▶ _题目_
照原样抄录下列记录中的若干行：从含有“Where can you see the grass”的一行起，至含有“point(466, 88)”的一行止，首尾两行均须包括在内。

▶ _位置标注数据集摘录_
============================================================

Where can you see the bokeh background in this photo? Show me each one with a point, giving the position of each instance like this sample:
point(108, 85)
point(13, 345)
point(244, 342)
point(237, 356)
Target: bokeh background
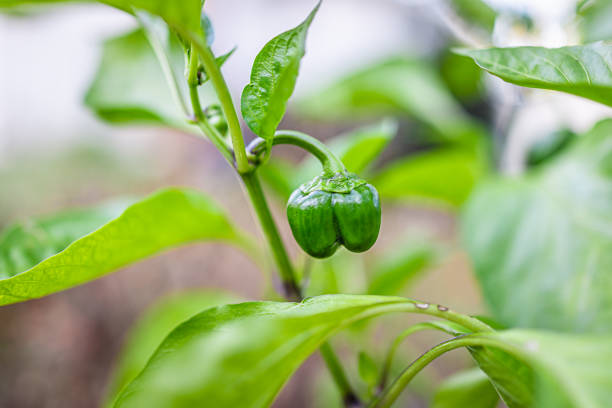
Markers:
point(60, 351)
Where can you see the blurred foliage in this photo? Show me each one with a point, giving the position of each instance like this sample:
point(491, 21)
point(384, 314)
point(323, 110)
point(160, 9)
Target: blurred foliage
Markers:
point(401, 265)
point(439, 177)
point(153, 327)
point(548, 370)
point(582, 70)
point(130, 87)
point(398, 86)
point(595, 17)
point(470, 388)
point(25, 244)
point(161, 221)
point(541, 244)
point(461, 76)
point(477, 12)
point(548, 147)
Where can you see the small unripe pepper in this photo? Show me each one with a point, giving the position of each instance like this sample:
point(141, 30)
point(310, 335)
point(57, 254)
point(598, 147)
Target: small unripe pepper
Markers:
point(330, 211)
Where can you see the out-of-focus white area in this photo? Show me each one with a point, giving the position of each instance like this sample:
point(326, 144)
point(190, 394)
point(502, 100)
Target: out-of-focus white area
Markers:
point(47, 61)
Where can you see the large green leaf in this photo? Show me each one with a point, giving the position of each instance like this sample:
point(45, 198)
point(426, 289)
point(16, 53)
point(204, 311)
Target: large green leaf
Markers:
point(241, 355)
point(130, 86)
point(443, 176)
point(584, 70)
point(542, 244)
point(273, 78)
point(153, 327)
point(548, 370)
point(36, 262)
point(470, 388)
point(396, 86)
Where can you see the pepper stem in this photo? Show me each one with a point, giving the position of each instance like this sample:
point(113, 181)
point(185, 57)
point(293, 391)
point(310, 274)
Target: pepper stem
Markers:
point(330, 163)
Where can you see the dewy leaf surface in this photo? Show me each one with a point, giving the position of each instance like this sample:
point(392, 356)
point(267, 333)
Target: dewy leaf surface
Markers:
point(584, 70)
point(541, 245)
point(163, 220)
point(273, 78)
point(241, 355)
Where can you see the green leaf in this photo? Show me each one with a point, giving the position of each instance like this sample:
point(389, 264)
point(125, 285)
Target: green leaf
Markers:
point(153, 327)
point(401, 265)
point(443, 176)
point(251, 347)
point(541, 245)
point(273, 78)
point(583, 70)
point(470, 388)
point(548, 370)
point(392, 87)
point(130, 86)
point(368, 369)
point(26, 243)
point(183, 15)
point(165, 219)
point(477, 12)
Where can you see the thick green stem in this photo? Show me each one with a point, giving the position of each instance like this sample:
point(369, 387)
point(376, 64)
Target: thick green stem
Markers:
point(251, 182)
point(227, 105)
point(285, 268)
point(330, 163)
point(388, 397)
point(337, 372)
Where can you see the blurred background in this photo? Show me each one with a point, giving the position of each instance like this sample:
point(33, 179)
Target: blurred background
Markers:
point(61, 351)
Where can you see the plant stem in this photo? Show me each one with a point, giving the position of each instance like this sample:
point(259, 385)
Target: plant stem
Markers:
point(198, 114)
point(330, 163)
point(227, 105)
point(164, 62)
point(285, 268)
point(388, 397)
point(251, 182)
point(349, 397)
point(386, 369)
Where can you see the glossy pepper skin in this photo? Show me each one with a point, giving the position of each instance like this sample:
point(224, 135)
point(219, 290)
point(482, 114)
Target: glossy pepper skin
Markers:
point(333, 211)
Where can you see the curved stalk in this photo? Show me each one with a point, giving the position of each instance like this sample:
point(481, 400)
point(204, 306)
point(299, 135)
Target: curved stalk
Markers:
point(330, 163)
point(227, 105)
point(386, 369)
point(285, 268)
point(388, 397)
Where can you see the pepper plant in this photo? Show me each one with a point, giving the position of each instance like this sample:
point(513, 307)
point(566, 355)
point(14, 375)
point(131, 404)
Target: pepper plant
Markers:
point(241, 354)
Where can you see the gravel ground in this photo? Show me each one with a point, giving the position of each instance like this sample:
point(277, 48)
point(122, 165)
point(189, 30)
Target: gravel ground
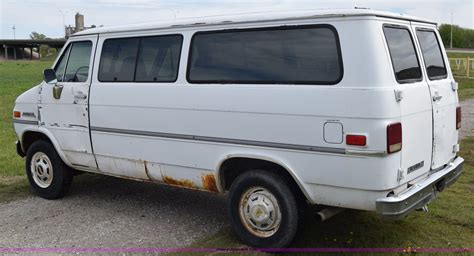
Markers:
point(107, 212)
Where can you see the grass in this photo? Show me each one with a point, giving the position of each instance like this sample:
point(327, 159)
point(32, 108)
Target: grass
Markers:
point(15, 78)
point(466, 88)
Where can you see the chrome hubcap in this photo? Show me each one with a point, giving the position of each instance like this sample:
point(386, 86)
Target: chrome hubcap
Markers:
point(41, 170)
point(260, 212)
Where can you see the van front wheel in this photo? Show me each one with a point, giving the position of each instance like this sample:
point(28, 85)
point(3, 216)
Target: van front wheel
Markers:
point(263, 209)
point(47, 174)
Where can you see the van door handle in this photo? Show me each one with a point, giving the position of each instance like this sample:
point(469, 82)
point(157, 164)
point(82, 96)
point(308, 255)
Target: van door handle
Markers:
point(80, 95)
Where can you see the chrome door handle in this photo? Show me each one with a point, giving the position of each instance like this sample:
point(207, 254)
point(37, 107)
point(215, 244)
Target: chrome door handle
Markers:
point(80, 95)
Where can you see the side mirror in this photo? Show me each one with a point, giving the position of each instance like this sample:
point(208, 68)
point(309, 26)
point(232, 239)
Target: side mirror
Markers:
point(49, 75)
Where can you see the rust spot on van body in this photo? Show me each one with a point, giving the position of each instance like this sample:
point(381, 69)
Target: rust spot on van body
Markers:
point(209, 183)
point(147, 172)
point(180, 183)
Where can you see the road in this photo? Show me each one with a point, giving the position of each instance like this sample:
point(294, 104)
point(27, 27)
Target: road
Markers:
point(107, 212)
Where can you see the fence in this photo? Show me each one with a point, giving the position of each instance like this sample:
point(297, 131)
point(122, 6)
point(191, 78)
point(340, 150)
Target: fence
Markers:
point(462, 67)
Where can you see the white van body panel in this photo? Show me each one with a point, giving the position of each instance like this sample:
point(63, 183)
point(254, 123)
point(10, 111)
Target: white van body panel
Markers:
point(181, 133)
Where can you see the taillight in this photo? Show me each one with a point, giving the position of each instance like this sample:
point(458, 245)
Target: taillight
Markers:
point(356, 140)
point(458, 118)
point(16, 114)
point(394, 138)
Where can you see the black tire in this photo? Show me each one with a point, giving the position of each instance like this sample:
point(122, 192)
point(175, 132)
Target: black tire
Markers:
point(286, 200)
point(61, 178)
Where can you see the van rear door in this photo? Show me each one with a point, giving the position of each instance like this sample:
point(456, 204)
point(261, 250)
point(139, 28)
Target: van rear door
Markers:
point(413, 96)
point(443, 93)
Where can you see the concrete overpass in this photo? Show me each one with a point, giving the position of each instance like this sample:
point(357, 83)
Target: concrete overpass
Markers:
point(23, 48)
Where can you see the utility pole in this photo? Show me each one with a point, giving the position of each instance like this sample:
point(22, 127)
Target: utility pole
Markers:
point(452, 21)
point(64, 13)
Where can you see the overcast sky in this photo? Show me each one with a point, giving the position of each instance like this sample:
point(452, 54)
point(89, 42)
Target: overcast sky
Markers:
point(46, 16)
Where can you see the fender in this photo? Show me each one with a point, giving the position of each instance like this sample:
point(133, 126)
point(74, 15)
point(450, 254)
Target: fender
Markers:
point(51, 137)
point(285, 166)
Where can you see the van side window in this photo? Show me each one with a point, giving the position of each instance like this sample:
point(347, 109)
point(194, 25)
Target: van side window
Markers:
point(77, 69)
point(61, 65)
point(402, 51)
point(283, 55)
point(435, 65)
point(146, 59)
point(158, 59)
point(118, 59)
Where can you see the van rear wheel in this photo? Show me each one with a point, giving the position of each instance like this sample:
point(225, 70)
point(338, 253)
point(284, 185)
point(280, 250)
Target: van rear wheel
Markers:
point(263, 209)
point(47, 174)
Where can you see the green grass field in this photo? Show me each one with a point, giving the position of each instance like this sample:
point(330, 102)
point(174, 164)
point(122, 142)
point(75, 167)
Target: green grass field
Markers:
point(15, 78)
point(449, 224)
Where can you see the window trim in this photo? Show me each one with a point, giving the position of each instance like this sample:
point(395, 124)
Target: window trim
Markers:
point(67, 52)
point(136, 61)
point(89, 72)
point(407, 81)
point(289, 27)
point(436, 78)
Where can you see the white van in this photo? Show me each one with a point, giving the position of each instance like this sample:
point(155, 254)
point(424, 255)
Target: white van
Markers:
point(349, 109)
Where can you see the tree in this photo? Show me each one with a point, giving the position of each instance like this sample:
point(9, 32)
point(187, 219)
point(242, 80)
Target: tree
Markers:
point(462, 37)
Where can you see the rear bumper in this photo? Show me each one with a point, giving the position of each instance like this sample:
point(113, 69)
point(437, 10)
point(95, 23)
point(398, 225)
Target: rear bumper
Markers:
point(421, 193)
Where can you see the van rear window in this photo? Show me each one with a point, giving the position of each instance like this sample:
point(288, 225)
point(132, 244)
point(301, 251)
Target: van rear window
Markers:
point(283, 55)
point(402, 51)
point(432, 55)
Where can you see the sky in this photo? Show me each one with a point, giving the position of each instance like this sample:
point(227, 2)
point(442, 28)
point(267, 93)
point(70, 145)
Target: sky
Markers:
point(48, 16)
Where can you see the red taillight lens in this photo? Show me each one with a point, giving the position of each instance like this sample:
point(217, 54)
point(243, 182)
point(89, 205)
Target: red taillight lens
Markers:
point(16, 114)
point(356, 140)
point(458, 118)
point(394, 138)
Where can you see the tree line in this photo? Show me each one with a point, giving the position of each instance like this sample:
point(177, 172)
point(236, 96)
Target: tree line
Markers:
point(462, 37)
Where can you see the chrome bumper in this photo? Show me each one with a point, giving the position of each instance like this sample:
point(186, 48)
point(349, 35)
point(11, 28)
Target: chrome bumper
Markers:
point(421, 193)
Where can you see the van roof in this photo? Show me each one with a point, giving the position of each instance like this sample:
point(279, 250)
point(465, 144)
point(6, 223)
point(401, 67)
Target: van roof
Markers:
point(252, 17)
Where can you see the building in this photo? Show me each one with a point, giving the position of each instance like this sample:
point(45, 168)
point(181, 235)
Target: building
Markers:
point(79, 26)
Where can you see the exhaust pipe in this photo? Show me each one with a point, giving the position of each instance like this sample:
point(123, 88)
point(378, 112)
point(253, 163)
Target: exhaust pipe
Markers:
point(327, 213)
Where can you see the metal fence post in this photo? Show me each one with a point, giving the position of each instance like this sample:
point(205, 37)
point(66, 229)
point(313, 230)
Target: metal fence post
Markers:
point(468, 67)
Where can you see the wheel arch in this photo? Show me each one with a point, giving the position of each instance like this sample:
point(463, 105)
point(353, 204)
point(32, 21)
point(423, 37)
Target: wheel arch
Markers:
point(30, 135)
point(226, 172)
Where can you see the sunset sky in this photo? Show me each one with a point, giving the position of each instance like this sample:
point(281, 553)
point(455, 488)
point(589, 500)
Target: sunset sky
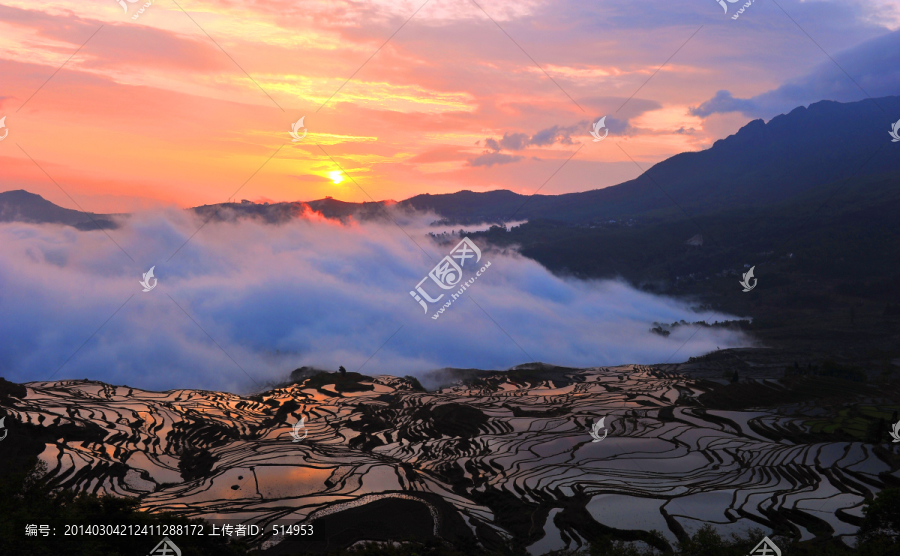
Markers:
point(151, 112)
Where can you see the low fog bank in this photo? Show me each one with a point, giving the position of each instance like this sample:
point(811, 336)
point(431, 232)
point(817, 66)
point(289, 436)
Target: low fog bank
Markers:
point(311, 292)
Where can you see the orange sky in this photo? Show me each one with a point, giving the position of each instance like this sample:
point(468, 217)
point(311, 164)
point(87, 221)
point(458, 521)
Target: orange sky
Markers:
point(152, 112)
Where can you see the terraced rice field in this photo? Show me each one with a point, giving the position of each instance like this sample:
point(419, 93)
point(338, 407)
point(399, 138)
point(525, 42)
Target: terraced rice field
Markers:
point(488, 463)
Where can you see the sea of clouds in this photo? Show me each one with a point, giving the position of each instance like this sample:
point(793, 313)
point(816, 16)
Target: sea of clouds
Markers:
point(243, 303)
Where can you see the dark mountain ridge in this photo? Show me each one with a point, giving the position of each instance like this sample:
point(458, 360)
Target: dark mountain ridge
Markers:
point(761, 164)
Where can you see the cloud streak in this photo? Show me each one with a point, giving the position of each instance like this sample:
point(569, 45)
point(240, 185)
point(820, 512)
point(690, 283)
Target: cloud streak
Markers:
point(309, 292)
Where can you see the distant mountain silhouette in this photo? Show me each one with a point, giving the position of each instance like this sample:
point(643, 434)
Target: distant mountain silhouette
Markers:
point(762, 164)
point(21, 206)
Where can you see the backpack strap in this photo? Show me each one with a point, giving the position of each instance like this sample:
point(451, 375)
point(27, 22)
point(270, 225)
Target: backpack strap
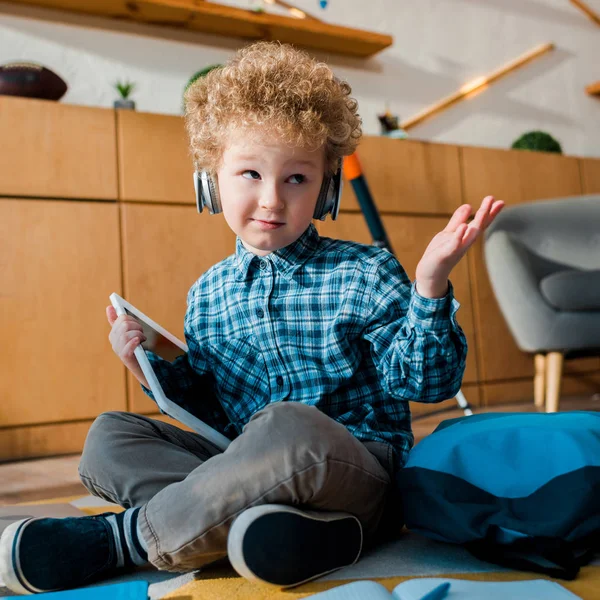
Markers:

============================================================

▶ _完整输出_
Where can you see the grass in this photo? Show me each one with a point, giving the position of each instance like this sample:
point(327, 159)
point(32, 108)
Target: grass
Markers:
point(15, 78)
point(466, 88)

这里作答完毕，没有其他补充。